> _Dataset entries_:
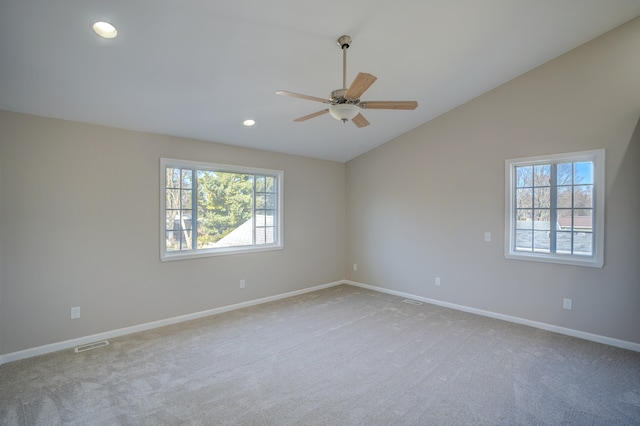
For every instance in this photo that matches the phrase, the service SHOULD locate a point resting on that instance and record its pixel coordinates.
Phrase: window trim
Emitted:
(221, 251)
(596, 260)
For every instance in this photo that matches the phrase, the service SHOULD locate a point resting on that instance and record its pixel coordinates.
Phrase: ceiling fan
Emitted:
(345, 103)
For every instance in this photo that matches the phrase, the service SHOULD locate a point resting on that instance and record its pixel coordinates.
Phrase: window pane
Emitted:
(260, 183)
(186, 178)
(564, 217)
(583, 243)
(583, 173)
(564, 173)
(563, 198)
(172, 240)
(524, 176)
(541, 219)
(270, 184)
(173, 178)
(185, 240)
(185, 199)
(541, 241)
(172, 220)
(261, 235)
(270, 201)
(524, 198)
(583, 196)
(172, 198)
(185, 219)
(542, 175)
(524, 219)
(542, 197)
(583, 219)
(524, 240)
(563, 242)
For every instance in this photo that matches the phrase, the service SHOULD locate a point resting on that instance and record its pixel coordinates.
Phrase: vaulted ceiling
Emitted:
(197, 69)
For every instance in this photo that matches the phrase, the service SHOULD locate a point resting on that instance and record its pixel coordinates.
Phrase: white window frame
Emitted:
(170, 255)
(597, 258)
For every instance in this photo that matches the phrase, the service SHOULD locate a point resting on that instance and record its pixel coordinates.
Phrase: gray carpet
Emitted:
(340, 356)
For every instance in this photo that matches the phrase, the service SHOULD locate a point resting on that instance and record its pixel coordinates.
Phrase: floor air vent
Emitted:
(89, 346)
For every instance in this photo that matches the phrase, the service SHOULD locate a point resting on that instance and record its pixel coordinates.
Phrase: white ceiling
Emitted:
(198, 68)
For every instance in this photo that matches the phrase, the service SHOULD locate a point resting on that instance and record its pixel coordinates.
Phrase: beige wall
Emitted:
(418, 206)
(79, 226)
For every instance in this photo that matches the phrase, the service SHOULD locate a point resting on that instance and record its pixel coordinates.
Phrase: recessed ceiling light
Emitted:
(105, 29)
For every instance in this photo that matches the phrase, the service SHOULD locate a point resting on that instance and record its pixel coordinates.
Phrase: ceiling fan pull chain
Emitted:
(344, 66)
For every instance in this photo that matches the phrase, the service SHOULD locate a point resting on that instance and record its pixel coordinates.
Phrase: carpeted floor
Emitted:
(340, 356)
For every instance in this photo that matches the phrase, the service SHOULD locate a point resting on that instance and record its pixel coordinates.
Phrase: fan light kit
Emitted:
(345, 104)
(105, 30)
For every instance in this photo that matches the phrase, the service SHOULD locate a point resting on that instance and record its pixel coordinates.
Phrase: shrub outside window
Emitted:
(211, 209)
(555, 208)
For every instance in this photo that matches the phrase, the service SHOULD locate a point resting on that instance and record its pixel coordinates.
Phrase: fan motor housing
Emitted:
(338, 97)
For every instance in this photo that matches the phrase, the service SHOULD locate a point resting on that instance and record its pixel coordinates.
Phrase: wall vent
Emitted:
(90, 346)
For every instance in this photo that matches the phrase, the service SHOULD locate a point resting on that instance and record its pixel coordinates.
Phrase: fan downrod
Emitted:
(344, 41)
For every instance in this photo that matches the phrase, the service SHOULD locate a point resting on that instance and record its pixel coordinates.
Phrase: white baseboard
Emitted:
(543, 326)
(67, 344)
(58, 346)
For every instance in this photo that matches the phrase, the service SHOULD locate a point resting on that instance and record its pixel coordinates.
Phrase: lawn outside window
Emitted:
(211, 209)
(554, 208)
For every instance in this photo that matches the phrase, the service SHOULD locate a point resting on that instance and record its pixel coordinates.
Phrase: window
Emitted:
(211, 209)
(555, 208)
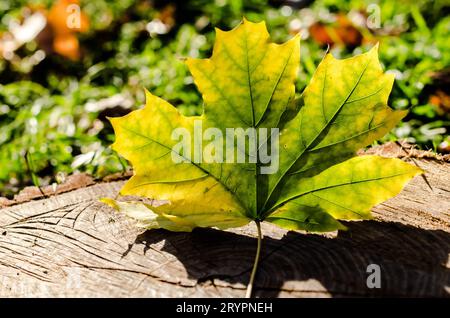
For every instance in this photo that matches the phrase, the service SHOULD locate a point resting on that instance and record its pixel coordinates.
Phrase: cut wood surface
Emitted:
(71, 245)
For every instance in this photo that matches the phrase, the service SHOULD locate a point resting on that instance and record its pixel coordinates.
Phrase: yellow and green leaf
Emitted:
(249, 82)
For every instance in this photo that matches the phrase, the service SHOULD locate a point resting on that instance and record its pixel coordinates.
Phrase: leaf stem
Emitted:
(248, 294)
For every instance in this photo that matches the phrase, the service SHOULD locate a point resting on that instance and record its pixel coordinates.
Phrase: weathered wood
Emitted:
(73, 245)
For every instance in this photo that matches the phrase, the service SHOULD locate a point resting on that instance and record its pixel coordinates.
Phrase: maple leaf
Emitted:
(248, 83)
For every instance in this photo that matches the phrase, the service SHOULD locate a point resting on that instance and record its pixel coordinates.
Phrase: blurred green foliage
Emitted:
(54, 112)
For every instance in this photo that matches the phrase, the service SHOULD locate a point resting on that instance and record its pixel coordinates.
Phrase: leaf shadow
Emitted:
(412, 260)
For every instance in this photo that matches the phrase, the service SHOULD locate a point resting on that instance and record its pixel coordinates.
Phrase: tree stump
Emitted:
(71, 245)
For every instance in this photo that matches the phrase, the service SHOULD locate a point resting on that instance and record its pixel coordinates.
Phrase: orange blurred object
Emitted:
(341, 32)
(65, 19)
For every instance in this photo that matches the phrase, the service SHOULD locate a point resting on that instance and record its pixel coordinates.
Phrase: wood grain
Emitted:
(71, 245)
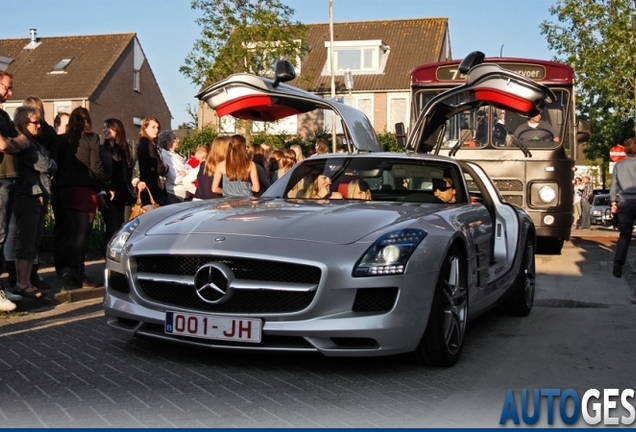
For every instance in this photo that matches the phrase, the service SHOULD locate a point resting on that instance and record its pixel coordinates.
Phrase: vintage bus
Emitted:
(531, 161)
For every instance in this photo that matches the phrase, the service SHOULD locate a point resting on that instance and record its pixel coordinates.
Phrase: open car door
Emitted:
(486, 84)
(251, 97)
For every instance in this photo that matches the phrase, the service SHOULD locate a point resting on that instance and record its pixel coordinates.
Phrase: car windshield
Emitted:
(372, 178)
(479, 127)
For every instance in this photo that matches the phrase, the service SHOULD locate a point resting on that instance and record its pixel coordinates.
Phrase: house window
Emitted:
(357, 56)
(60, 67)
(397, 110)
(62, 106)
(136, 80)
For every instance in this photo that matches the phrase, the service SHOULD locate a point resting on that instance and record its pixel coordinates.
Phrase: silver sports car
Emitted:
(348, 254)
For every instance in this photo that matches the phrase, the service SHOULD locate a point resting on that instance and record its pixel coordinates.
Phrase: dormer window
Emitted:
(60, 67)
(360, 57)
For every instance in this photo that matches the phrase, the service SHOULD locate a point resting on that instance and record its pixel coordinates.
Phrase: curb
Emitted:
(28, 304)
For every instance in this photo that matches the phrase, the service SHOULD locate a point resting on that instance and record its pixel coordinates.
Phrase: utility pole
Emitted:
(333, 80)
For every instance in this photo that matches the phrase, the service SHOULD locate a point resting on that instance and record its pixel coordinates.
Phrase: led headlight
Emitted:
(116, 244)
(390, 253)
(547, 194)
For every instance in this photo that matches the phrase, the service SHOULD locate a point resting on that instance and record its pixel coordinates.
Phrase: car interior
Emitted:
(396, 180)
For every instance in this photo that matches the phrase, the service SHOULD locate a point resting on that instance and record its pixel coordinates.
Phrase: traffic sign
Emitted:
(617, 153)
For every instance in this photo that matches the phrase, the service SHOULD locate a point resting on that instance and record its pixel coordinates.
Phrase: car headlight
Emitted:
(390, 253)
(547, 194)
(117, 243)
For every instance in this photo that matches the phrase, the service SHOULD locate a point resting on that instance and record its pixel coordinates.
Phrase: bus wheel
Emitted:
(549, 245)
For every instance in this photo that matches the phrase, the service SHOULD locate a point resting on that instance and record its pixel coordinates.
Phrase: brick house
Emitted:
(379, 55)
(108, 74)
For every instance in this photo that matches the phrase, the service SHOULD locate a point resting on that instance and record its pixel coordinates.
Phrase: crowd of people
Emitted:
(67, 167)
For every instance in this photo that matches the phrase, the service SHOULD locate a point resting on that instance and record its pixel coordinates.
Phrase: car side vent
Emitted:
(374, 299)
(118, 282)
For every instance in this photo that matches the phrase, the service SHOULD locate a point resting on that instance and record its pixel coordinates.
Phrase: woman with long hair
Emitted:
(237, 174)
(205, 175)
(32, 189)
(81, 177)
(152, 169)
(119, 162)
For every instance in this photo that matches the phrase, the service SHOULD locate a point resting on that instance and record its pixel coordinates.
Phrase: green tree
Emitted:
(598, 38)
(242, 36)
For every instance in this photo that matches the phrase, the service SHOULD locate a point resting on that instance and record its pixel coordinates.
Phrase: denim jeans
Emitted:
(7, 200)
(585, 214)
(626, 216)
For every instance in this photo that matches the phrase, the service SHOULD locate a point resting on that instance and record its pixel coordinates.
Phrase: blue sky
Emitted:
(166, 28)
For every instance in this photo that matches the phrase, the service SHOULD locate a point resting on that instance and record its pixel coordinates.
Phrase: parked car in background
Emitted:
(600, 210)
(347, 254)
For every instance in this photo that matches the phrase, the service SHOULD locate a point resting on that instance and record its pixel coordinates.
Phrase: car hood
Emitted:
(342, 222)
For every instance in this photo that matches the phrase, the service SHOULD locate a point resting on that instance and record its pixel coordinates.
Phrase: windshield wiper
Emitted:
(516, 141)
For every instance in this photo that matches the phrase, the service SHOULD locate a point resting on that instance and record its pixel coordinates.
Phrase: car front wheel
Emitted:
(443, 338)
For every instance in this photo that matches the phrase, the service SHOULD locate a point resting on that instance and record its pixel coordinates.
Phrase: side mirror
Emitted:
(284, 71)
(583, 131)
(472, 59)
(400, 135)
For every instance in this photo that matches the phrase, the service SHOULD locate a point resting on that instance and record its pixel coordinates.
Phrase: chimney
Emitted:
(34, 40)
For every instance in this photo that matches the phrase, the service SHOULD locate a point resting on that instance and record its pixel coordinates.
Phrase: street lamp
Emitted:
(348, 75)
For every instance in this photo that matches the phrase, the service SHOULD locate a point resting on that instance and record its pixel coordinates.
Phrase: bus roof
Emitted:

...

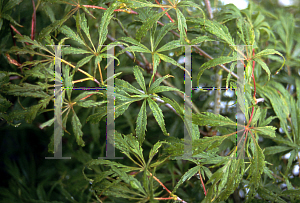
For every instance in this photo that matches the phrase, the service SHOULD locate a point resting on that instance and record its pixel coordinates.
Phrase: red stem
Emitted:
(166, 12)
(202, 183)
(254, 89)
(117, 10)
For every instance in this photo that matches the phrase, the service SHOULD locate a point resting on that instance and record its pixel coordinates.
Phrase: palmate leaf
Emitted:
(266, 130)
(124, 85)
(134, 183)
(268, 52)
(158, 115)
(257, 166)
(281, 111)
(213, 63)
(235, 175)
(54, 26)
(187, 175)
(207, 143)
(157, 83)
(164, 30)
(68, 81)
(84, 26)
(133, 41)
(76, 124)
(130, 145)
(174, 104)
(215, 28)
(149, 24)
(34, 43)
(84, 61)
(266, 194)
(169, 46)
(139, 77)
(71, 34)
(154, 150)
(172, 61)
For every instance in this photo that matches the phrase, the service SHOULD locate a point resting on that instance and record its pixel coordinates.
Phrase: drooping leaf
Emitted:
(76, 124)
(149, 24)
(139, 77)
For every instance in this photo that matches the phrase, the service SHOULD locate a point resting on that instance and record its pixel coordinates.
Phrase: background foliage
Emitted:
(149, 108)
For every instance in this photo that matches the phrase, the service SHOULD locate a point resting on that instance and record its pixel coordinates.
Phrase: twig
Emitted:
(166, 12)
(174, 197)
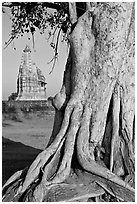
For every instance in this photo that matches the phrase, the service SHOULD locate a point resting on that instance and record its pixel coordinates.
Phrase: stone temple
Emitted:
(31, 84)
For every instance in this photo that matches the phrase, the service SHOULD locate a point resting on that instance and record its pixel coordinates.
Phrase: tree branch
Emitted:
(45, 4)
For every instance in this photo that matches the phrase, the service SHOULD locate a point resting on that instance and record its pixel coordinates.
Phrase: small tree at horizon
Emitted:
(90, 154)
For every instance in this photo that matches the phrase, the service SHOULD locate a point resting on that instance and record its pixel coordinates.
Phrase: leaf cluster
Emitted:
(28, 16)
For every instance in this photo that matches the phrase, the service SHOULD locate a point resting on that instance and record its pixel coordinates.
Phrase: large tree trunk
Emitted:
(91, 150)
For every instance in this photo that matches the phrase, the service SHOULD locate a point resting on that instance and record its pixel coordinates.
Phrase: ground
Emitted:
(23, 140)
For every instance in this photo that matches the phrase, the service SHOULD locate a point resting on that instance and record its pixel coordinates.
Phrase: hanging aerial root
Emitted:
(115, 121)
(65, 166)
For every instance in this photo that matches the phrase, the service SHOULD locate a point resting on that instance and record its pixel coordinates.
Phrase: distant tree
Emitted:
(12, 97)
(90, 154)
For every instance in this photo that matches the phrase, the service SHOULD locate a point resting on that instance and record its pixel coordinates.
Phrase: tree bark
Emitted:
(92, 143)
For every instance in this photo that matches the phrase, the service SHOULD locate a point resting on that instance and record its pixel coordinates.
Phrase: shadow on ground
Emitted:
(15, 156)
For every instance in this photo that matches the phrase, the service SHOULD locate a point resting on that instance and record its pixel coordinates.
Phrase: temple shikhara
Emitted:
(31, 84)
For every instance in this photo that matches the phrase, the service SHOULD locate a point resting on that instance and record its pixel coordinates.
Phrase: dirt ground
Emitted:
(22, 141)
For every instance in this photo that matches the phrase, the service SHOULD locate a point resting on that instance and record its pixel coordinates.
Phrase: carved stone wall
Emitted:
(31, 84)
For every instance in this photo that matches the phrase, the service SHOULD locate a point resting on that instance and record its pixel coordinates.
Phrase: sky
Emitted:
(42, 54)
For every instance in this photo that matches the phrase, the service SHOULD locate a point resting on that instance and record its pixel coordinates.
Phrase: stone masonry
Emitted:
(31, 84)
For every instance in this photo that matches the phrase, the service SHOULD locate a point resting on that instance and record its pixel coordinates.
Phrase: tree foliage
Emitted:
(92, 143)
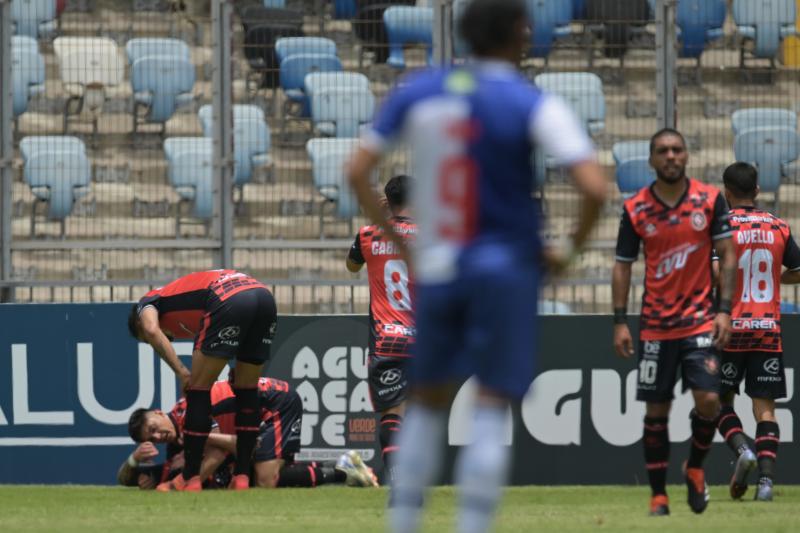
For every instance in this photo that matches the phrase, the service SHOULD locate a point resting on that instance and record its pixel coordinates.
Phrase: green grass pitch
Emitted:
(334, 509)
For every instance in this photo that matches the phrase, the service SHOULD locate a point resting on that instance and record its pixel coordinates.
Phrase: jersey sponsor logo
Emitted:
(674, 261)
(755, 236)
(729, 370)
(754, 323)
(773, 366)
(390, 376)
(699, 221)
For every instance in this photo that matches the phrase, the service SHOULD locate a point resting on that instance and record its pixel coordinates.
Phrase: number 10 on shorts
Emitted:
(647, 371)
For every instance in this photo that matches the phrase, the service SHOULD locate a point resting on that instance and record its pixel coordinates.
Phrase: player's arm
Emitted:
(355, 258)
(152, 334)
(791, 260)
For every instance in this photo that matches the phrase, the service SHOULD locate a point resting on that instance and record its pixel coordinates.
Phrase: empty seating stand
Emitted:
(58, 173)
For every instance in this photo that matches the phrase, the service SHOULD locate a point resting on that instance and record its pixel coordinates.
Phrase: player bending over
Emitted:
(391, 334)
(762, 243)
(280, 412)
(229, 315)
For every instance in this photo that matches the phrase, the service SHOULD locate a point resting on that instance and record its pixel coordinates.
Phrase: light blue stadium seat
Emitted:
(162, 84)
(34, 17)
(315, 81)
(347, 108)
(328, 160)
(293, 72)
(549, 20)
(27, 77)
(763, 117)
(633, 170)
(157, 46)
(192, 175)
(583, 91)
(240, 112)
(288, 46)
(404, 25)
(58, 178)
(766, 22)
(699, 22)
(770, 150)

--

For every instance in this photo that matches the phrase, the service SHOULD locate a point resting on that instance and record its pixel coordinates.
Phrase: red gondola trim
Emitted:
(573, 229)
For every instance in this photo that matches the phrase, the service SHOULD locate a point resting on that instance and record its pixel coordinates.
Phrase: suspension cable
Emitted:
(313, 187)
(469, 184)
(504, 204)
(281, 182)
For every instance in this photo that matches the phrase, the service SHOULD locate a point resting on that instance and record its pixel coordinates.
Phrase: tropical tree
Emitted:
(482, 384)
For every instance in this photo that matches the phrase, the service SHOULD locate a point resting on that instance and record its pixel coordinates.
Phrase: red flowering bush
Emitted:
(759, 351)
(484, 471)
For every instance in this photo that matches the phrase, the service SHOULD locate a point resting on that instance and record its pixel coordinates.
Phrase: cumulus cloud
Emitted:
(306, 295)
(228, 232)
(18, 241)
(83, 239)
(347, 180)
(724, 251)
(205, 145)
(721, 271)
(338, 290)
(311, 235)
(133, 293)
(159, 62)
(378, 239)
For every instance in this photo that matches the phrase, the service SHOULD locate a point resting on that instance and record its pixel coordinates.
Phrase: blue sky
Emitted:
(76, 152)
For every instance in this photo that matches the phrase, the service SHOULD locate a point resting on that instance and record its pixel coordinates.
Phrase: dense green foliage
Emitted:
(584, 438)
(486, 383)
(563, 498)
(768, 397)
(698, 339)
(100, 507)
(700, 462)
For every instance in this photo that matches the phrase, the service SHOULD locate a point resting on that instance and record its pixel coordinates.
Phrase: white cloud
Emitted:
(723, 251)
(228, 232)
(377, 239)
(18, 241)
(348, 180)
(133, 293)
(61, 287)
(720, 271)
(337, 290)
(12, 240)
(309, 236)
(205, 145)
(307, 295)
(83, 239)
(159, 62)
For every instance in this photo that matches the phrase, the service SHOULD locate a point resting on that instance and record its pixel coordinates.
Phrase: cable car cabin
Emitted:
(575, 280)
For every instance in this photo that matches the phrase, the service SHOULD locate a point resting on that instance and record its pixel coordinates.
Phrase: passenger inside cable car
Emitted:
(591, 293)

> _Task prompt_:
Count the lines in the items above that contain the string "vent" and give only that number.

> _Reply to the task_:
3